- Born: July 2, 1969 (age 56) Fort Eustis, Virginia, US
- Education: South Dakota State University
- Occupation: Actor
- Years active: 1991–present

= Jarrod Emick =

American actor

Jarrod Emick (born July 2, 1969) is an American actor primarily performing in musical theatre. Emick received Tony, Drama Desk, and Theatre World awards for his performance in the 1994 revival of Damn Yankees.

==Early life, family and education==
Emick was born in Fort Eustis, Virginia. His father was "a career military man." He and his older brother were raised on a farm/ranch in Oral, South Dakota. As a young teen, he began attending the Black Hills Playhouse, a program in Custer State Park run by the University of South Dakota that was a combination of summer stock theater and summer camp. His first role was Billy Ray in On Golden Pond.

## Requirements
**1)** In the Jarrod Emick profile, what does the text give as the basis for his Tony, Drama Desk, and Theatre World awards? Answer in one to three sentences.
**2)** Quote the Jarrod Emick profile, starting with "- Born: July" and going on through "of Damn Yankees.".

## Data rows
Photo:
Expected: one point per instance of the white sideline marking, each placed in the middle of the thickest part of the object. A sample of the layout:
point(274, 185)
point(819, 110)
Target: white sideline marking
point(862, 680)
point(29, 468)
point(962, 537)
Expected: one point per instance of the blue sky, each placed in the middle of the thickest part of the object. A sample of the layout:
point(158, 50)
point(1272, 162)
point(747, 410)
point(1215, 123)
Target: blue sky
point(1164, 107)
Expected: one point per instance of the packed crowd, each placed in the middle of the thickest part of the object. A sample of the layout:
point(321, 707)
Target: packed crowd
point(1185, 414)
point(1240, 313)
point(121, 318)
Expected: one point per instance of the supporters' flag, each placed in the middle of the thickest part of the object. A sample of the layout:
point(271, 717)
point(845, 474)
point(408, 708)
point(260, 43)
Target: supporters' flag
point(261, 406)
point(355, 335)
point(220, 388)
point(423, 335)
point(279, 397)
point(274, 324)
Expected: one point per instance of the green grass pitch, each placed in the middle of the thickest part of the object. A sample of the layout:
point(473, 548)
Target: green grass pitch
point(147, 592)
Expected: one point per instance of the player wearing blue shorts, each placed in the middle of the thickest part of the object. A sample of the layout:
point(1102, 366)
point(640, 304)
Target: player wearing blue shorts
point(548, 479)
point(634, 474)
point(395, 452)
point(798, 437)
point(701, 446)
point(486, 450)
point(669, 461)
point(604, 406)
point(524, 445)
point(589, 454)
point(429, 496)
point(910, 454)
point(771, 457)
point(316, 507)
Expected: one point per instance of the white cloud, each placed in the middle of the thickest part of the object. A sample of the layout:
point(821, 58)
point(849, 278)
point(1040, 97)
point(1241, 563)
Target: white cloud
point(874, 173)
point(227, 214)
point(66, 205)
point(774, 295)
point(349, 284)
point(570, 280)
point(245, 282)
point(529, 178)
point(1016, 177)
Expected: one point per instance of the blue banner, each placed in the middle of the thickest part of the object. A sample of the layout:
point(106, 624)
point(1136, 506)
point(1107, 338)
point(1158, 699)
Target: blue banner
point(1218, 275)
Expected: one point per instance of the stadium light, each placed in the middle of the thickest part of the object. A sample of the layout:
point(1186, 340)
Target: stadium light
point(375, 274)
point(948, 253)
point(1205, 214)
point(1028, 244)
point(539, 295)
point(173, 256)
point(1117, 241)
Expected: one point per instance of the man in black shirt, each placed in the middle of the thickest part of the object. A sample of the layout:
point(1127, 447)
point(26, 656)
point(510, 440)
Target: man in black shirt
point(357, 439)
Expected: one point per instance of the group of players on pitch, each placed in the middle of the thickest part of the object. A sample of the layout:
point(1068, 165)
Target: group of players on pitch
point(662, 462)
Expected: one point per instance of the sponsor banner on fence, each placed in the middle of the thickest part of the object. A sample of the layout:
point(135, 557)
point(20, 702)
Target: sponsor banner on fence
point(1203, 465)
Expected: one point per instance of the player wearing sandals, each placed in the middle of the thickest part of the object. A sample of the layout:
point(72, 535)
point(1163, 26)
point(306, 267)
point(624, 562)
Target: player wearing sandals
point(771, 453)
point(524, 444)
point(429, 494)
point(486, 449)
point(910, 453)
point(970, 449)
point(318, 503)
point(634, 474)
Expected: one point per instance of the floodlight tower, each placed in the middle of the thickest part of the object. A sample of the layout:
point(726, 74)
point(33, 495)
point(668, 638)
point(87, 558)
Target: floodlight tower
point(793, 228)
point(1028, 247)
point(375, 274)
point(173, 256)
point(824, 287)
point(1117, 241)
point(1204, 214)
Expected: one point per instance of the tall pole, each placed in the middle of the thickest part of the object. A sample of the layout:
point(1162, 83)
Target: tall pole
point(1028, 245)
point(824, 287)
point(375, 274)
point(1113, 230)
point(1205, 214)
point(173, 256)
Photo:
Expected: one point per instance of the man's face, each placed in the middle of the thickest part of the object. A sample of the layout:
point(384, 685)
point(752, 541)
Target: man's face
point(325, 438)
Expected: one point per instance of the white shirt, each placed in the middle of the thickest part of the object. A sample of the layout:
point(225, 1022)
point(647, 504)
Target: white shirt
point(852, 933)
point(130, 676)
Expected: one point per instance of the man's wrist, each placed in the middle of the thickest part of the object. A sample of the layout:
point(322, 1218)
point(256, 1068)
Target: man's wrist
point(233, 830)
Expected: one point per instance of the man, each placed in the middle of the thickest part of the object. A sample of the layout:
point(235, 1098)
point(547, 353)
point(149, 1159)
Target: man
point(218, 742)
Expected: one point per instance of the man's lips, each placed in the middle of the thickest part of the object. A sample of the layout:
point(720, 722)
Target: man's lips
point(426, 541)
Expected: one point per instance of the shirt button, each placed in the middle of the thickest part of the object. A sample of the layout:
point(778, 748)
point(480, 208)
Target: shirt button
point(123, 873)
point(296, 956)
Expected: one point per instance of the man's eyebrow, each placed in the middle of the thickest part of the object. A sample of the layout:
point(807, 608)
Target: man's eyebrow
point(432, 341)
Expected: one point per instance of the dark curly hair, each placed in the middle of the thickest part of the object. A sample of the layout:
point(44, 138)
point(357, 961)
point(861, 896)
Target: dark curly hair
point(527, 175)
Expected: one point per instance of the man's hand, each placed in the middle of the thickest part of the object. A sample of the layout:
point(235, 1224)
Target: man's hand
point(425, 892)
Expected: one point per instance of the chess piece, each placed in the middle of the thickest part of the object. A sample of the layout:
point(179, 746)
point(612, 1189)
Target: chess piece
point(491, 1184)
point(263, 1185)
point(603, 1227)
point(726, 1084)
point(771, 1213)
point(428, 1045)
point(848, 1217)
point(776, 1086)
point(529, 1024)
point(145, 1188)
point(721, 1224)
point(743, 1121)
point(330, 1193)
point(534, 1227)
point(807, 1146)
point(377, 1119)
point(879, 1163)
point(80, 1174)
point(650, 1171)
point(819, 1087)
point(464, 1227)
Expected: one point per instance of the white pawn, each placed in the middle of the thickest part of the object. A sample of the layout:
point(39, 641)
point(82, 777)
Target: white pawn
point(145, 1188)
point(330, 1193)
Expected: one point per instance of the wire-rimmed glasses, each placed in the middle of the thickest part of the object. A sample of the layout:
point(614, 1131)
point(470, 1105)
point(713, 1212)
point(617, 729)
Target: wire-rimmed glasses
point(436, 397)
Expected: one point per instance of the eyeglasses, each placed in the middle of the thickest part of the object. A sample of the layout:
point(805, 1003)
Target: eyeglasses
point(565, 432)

## Written responses
**1)** He received those awards for his performance in the 1994 revival of Damn Yankees.

**2)**
- Born: July 2, 1969 (age 56) Fort Eustis, Virginia, US
- Education: South Dakota State University
- Occupation: Actor
- Years active: 1991–present

= Jarrod Emick =

American actor

Jarrod Emick (born July 2, 1969) is an American actor primarily performing in musical theatre. Emick received Tony, Drama Desk, and Theatre World awards for his performance in the 1994 revival of Damn Yankees.